**SELECTED EXTRACT**
──────────
We treasure our local roots — Malcolm regards himself as Anglo-Irish by attitudes, with Icenian overtones, and a frontier mentality derived from the Danelaw-Mercian interface —but there’s a common interest persisting beneath the skin.
- Ben Aaronovitch, Whispers Under Ground, the third (apparently of six) in the Rivers of London series.
This was the work of a long day’s journey into an itchy night.To be honest, despite its considerable entertainment value, both the Pert Young Piece and Malcolm felt this one didn’t quite make the same grade as the previous two.
──────────
**JOB A**
Where does Whispers Under Ground fall in the Rivers of London series, according to the excerpt above?

**DATA FOR PROCESSING**
──────────
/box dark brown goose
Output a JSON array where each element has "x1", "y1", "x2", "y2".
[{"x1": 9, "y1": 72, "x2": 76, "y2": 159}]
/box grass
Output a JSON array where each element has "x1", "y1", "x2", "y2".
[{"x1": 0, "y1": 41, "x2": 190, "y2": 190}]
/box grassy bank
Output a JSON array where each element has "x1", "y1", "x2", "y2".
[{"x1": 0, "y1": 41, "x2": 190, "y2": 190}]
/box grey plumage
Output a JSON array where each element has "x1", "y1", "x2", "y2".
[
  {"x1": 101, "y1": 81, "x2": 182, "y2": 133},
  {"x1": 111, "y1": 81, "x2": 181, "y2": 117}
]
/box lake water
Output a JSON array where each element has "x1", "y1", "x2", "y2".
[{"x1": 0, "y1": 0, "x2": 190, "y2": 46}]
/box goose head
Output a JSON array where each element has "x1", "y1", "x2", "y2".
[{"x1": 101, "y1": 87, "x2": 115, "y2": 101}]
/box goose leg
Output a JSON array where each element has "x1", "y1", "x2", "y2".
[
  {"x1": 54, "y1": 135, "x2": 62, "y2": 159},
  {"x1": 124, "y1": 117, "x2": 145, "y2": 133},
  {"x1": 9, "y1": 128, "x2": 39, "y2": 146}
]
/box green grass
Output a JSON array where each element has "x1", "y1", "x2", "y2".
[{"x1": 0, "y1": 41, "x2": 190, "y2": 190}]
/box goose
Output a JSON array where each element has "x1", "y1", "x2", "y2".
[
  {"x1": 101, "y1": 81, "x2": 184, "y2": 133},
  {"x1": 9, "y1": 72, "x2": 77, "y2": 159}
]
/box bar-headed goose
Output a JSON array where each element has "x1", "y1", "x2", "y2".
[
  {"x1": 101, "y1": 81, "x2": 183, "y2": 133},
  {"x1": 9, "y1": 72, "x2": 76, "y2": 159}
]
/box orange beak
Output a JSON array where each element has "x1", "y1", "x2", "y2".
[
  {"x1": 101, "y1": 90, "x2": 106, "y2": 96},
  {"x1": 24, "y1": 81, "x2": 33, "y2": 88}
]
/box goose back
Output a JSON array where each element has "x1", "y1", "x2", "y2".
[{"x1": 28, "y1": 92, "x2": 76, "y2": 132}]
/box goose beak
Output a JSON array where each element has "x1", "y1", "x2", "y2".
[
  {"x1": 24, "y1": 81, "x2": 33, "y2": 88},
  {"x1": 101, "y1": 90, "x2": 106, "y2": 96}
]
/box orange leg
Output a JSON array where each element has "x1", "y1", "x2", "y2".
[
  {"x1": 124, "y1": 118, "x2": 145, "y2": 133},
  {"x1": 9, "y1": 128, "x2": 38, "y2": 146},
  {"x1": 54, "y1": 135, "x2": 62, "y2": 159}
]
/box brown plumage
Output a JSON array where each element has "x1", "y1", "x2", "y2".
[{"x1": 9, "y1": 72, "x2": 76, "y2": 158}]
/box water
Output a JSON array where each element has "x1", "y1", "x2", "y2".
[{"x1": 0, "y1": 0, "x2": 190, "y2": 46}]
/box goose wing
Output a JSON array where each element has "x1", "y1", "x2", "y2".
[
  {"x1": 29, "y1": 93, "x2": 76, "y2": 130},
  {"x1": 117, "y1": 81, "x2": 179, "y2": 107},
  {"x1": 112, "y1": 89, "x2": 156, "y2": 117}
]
──────────
**JOB B**
Select each line of the rows above that contains the string "goose".

**TASK RESULT A**
It is the third, apparently of six.

**TASK RESULT B**
/box dark brown goose
/box goose head
/box goose leg
/box goose
/box bar-headed goose
/box goose back
/box goose beak
/box goose wing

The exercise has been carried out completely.